**The task**
Each record below should appear again exactly as written.
-=-=-
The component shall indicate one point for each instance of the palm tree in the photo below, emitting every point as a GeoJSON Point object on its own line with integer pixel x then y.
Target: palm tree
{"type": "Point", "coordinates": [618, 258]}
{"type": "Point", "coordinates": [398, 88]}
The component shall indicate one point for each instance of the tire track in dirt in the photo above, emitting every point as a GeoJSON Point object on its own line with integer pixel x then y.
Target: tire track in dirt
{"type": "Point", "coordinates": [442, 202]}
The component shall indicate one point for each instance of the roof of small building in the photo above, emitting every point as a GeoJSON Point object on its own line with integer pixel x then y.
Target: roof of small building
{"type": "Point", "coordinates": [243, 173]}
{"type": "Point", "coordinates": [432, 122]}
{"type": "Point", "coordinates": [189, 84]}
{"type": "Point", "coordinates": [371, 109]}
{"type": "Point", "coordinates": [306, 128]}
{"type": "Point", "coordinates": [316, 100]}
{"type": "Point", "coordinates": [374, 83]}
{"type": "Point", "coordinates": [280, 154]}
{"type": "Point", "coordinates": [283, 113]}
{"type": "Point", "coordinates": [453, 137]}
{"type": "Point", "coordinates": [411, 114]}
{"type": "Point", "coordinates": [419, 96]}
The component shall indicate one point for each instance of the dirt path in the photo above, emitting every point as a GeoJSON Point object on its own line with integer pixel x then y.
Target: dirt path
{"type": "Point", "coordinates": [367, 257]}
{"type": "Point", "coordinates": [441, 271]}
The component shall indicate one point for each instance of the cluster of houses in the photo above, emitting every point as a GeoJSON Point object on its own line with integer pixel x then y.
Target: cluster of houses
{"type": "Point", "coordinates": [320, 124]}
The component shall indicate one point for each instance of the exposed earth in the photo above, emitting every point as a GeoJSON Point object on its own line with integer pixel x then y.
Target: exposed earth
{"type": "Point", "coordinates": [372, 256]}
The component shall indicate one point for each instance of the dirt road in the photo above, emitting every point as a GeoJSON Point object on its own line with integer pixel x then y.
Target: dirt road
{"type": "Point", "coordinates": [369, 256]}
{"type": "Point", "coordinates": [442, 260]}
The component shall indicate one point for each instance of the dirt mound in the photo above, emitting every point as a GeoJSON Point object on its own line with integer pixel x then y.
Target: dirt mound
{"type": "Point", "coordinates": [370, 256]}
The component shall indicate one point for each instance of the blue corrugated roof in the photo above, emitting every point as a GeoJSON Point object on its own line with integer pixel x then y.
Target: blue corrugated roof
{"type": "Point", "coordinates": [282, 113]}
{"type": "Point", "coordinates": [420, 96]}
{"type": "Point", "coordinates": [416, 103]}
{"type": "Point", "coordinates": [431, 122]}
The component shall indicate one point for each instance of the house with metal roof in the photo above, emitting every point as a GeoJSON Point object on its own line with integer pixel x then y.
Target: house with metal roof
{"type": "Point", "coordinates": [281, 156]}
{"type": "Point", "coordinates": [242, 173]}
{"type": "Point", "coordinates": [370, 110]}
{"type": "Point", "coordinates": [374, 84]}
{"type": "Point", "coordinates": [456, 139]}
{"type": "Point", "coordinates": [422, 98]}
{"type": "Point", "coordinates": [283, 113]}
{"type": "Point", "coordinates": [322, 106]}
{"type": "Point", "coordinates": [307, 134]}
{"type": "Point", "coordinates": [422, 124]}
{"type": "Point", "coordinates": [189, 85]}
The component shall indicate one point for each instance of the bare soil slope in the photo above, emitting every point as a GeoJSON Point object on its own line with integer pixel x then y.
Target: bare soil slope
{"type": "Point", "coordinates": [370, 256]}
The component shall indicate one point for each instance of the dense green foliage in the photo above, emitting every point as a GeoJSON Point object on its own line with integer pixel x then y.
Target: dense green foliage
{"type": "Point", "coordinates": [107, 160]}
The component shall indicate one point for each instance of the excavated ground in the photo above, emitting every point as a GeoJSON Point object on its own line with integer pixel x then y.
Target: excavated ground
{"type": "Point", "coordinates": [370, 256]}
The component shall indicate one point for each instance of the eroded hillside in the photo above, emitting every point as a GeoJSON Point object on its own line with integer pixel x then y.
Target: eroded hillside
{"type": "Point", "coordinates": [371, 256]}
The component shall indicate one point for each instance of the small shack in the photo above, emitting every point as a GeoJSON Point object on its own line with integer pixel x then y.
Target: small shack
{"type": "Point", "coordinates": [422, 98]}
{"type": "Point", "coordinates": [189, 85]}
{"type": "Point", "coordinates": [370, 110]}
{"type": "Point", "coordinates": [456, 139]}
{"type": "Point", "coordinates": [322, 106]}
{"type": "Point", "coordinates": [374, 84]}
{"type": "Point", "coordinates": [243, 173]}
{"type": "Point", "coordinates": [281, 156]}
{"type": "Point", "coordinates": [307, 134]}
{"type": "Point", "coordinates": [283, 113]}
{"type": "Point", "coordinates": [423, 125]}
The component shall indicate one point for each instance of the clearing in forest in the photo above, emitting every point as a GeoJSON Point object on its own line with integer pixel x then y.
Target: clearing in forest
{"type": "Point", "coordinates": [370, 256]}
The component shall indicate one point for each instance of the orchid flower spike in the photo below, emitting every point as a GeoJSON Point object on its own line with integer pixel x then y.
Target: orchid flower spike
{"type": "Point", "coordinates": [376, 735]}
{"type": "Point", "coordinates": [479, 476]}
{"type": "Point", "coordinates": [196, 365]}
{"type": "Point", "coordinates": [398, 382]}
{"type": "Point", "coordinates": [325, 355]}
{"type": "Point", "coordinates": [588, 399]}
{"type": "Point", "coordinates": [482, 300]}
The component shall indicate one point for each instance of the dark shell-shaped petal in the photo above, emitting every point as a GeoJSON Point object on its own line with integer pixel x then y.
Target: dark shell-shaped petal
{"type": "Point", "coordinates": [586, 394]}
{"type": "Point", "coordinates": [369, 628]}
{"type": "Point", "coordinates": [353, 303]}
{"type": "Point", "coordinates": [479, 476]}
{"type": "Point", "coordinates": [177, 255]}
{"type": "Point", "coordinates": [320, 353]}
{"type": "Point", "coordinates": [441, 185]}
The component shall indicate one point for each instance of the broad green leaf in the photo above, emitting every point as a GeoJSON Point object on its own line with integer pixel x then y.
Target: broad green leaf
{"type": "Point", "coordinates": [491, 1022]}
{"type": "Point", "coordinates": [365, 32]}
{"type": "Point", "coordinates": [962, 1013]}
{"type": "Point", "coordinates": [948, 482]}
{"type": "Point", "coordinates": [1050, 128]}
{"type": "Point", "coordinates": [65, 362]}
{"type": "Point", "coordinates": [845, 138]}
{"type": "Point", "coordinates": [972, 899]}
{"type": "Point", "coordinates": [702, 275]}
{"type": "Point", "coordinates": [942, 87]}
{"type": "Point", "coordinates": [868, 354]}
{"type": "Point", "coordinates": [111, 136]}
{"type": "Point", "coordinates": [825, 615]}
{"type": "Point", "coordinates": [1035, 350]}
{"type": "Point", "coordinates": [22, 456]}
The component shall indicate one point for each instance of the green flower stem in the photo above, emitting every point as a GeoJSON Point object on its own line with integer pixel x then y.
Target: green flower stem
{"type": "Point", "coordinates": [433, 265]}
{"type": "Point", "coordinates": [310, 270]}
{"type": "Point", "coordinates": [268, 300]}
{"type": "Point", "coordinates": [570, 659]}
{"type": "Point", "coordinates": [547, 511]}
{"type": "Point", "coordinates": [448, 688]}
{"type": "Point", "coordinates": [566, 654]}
-=-=-
**Task output**
The component shall indicate one point for each instance of the palm tree in the photo below, emitting every point as a GeoJSON Point object on its own line with integer pixel x then y.
Target: palm tree
{"type": "Point", "coordinates": [618, 258]}
{"type": "Point", "coordinates": [398, 88]}
The component shall indicate one point for each instance of the tire track in dirt in the photo above, emitting every point as a GeoJSON Point object on its own line with integer pixel x then y.
Target: tire track in dirt
{"type": "Point", "coordinates": [442, 202]}
The component shall indicate one point for each instance of the roof of small building in the photo above, emitting every point as a GeoJSON Point object on its own line with integer pixel x then y.
Target: roof of small building
{"type": "Point", "coordinates": [243, 173]}
{"type": "Point", "coordinates": [432, 122]}
{"type": "Point", "coordinates": [189, 84]}
{"type": "Point", "coordinates": [371, 109]}
{"type": "Point", "coordinates": [306, 128]}
{"type": "Point", "coordinates": [316, 100]}
{"type": "Point", "coordinates": [374, 83]}
{"type": "Point", "coordinates": [280, 154]}
{"type": "Point", "coordinates": [283, 113]}
{"type": "Point", "coordinates": [453, 137]}
{"type": "Point", "coordinates": [411, 114]}
{"type": "Point", "coordinates": [419, 96]}
The component shall indicate one point for each instance of the dirt path in the photo above, emitting every point as a GeoJSON Point object on its own line with integer pixel x then y.
Target: dirt path
{"type": "Point", "coordinates": [367, 257]}
{"type": "Point", "coordinates": [441, 271]}
The component shall indicate one point for each instance of the cluster of houses in the photo above, emitting every point as a GeoJSON Point object on its own line with integer pixel x then y.
Target: cluster of houses
{"type": "Point", "coordinates": [320, 124]}
The component shall indicate one point for each instance of the exposed earth in the photo above, emitting every point as a GeoJSON Point object on its own line with integer pixel x then y.
Target: exposed earth
{"type": "Point", "coordinates": [372, 256]}
The component shall indicate one point for each instance of the dirt road in the photo above, emitting every point as a GeoJSON Point object on its own line with integer pixel x then y.
Target: dirt road
{"type": "Point", "coordinates": [369, 256]}
{"type": "Point", "coordinates": [442, 260]}
The component shall indicate one point for each instance of the dirt mound in the photo above, emitting every point as a GeoJSON Point object on its own line with integer pixel x then y.
Target: dirt mound
{"type": "Point", "coordinates": [370, 256]}
The component shall indicate one point for each instance of the blue corrugated roof in the photo above, emitting every point as a GeoJSON Point object on its own line with integer pixel x then y.
Target: blue corrugated roof
{"type": "Point", "coordinates": [282, 113]}
{"type": "Point", "coordinates": [420, 96]}
{"type": "Point", "coordinates": [416, 103]}
{"type": "Point", "coordinates": [431, 122]}
The component shall indicate one point for each instance of the house with metal roof in the photo above, emitting every point as a GeoJSON Point object on its own line with integer pixel x then y.
Target: house with metal roof
{"type": "Point", "coordinates": [281, 156]}
{"type": "Point", "coordinates": [242, 173]}
{"type": "Point", "coordinates": [370, 110]}
{"type": "Point", "coordinates": [374, 84]}
{"type": "Point", "coordinates": [456, 139]}
{"type": "Point", "coordinates": [422, 98]}
{"type": "Point", "coordinates": [283, 113]}
{"type": "Point", "coordinates": [322, 106]}
{"type": "Point", "coordinates": [307, 134]}
{"type": "Point", "coordinates": [422, 124]}
{"type": "Point", "coordinates": [189, 85]}
The component shall indicate one point for each instance of the bare soil slope in the photo above, emitting every point as a GeoJSON Point object on its own line with integer pixel x then y.
Target: bare soil slope
{"type": "Point", "coordinates": [370, 256]}
The component shall indicate one point for each instance of the dense green foliage in the photo above, emitting every point as a GeoJSON Point object on its own line with integer pixel x then y.
Target: dense green foliage
{"type": "Point", "coordinates": [107, 160]}
The component shall indicate one point for each instance of the excavated ground in the photo above, emitting every point as a GeoJSON Point object on its own line with integer pixel x then y.
Target: excavated ground
{"type": "Point", "coordinates": [370, 256]}
The component shall indicate one point for each instance of the eroded hillside in the photo above, emitting every point as a GeoJSON Point object on its own line with integer pixel x then y.
Target: eroded hillside
{"type": "Point", "coordinates": [371, 256]}
The component shall indicate one point for each instance of the small shack in the photo above, emitting every point as a GeoJSON Point object on its own line with integer pixel x then y.
Target: small shack
{"type": "Point", "coordinates": [422, 98]}
{"type": "Point", "coordinates": [189, 85]}
{"type": "Point", "coordinates": [370, 110]}
{"type": "Point", "coordinates": [456, 139]}
{"type": "Point", "coordinates": [322, 106]}
{"type": "Point", "coordinates": [374, 84]}
{"type": "Point", "coordinates": [243, 173]}
{"type": "Point", "coordinates": [281, 156]}
{"type": "Point", "coordinates": [307, 134]}
{"type": "Point", "coordinates": [283, 113]}
{"type": "Point", "coordinates": [423, 125]}
The component shall indicate one point for each instance of the clearing in forest in the photo above, emitting every point as a GeoJSON Point object on its own line with integer pixel x then y.
Target: clearing in forest
{"type": "Point", "coordinates": [370, 256]}
The component shall indicate one point for each instance of the orchid flower spike in the photo below, emitting every point as a GeoJSON Point object on its own line with integer pixel x then y.
Target: orchid flower spike
{"type": "Point", "coordinates": [376, 735]}
{"type": "Point", "coordinates": [479, 476]}
{"type": "Point", "coordinates": [196, 365]}
{"type": "Point", "coordinates": [398, 382]}
{"type": "Point", "coordinates": [325, 355]}
{"type": "Point", "coordinates": [588, 399]}
{"type": "Point", "coordinates": [482, 300]}
The component shall indicate one point for each instance of the dark shell-shaped petal in the photo above, emitting every point as a GeoJSON Point object on its own line with integer pixel x then y.
Target: dark shell-shaped petal
{"type": "Point", "coordinates": [586, 394]}
{"type": "Point", "coordinates": [369, 628]}
{"type": "Point", "coordinates": [353, 303]}
{"type": "Point", "coordinates": [479, 476]}
{"type": "Point", "coordinates": [177, 255]}
{"type": "Point", "coordinates": [320, 353]}
{"type": "Point", "coordinates": [441, 185]}
The component shall indicate one point for each instance of the broad green leaf in the photo above, emitting every point as a GeoJSON Point object on its own line with integer pixel x then y.
Target: broad green leaf
{"type": "Point", "coordinates": [491, 1022]}
{"type": "Point", "coordinates": [365, 32]}
{"type": "Point", "coordinates": [962, 1013]}
{"type": "Point", "coordinates": [948, 482]}
{"type": "Point", "coordinates": [1050, 128]}
{"type": "Point", "coordinates": [65, 362]}
{"type": "Point", "coordinates": [845, 138]}
{"type": "Point", "coordinates": [972, 899]}
{"type": "Point", "coordinates": [702, 275]}
{"type": "Point", "coordinates": [942, 87]}
{"type": "Point", "coordinates": [868, 354]}
{"type": "Point", "coordinates": [111, 136]}
{"type": "Point", "coordinates": [825, 615]}
{"type": "Point", "coordinates": [1035, 350]}
{"type": "Point", "coordinates": [22, 456]}
The component shall indicate one point for each instance of the green flower stem in the photo above, emitting every point as a GeoJSON Point object on its own line with integer pixel x then y.
Target: green flower stem
{"type": "Point", "coordinates": [433, 265]}
{"type": "Point", "coordinates": [310, 270]}
{"type": "Point", "coordinates": [268, 300]}
{"type": "Point", "coordinates": [570, 659]}
{"type": "Point", "coordinates": [547, 511]}
{"type": "Point", "coordinates": [448, 688]}
{"type": "Point", "coordinates": [566, 654]}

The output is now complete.